• _Page text_:
Unless you have been living under a rock, you know that (for once!) the weatherman was correct about the race day forecast:

My husband was concerned about hypothermia and knows my stubborn streak. He asked me to sit this one out and just enjoy Patriots Day with my friends from college, Heather and Jack, as an indoor spectator. 

I didn’t feel like I had anything to “prove” per se, but I did feel like I need to do it. To me it would be more insane to qualify, come all the way here, leave all 4 kids for 3 days, and not even TRY to run. Plus, I already knew an important fact from my hot weather experience in 2012: the city of Boston will not let you quit! 

I purposely took a late bus to Athlete’s Village, as my concern wasn’t running in the rain (as I’d soon find out, more accurately described as “torrential downpour”). My concern was all the waiting around to begin. Armed with an extra pair of shoes and socks, I showed up with just enough time to use the bathroom, pose with the famous Hopkinton sign, vaseline my face to protect from windburn, and get into dry footwear. 

Temperatures were in the upper 30s, but the “real feel” was 27 when I began at 10:50 am in the third wave. Note: my qualifying time gets faster and faster each year while my wave and corral has been pushed farther back. I’m sure there is a statistic somewhere to support it, but my antidote says a lot about the growing level of talent out there in the running community right now!

What was it like to run in constant showers and gale force winds of 25-40 mph? Miserable. After running for what felt like at least 30 minutes only to look up and see the 1 mile marker, I decided to put in headphones and listen to an audiobook- I needed to dissociate! 

There were many moments where it felt like we were running through a car wash- inches of rain on the ground combined with gusts of wind made for crazy conditions. Still, the city of Boston didn’t disappoint. 

Families were out with rubber boots and umbrellas in Hopkinton handing out high fives. Restaurants were packed with crowds on patios and in parking lots in Framingham and Ashland. The Wellesley “scream tunnel” at mile 13 could be heard from mile 12. Funny and inspirational signs were wrapped in clear trash bags and lining the hills of Newton. Even with a rained out game at Fenway, folks lined the streets 10 people deep screaming their heads off and handing out gear (thanks for the dry socks I used as gloves, random stranger!).

• _Instruction_:
Answer these questions from the race recap:
(a) At what time and in which wave did the writer start the race?
(b) From which mile could the Wellesley "scream tunnel" be heard?
(c) What did the writer use the dry socks from a stranger as?

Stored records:
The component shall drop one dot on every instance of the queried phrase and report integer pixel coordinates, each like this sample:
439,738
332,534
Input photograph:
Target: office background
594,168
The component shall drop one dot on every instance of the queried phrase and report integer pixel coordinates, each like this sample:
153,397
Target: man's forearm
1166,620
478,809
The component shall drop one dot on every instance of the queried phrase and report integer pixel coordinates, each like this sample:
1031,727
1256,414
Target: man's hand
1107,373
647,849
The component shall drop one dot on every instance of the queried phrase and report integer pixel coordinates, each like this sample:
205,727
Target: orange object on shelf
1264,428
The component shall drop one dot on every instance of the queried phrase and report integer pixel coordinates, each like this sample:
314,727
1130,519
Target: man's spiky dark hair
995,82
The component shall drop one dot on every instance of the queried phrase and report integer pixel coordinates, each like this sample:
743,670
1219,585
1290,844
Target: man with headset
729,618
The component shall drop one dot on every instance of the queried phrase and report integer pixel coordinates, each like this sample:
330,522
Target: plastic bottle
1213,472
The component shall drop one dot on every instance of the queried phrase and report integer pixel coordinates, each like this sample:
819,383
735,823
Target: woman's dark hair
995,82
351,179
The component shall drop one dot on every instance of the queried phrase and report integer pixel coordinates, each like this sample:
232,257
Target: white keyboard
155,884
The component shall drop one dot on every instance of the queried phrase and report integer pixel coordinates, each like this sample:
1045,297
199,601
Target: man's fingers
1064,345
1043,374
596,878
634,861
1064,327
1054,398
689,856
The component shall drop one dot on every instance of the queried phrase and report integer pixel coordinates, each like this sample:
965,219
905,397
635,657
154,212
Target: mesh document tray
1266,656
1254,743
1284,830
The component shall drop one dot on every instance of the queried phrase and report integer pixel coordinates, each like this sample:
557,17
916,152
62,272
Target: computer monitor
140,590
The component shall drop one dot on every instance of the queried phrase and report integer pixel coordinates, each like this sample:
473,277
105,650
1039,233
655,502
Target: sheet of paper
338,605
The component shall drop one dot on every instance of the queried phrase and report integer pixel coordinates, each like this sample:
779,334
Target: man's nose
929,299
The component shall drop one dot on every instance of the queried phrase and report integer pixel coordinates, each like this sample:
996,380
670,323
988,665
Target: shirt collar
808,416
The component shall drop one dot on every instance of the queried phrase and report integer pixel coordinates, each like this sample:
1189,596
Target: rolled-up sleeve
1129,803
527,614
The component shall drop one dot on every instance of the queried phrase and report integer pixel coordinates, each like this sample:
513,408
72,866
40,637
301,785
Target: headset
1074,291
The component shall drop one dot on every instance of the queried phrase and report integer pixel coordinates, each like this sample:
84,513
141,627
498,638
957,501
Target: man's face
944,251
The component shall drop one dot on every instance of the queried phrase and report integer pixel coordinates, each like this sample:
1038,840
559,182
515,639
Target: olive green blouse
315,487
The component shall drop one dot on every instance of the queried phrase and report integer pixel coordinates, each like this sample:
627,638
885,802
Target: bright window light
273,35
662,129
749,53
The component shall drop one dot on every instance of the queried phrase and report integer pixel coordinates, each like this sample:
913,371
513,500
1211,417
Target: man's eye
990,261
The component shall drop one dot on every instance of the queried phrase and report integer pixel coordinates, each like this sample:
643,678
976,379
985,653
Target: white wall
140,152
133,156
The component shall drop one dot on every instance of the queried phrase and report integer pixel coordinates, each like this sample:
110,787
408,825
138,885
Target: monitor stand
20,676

• _The reply_:
(a) 10:50 am, in the third wave
(b) Mile 12
(c) Gloves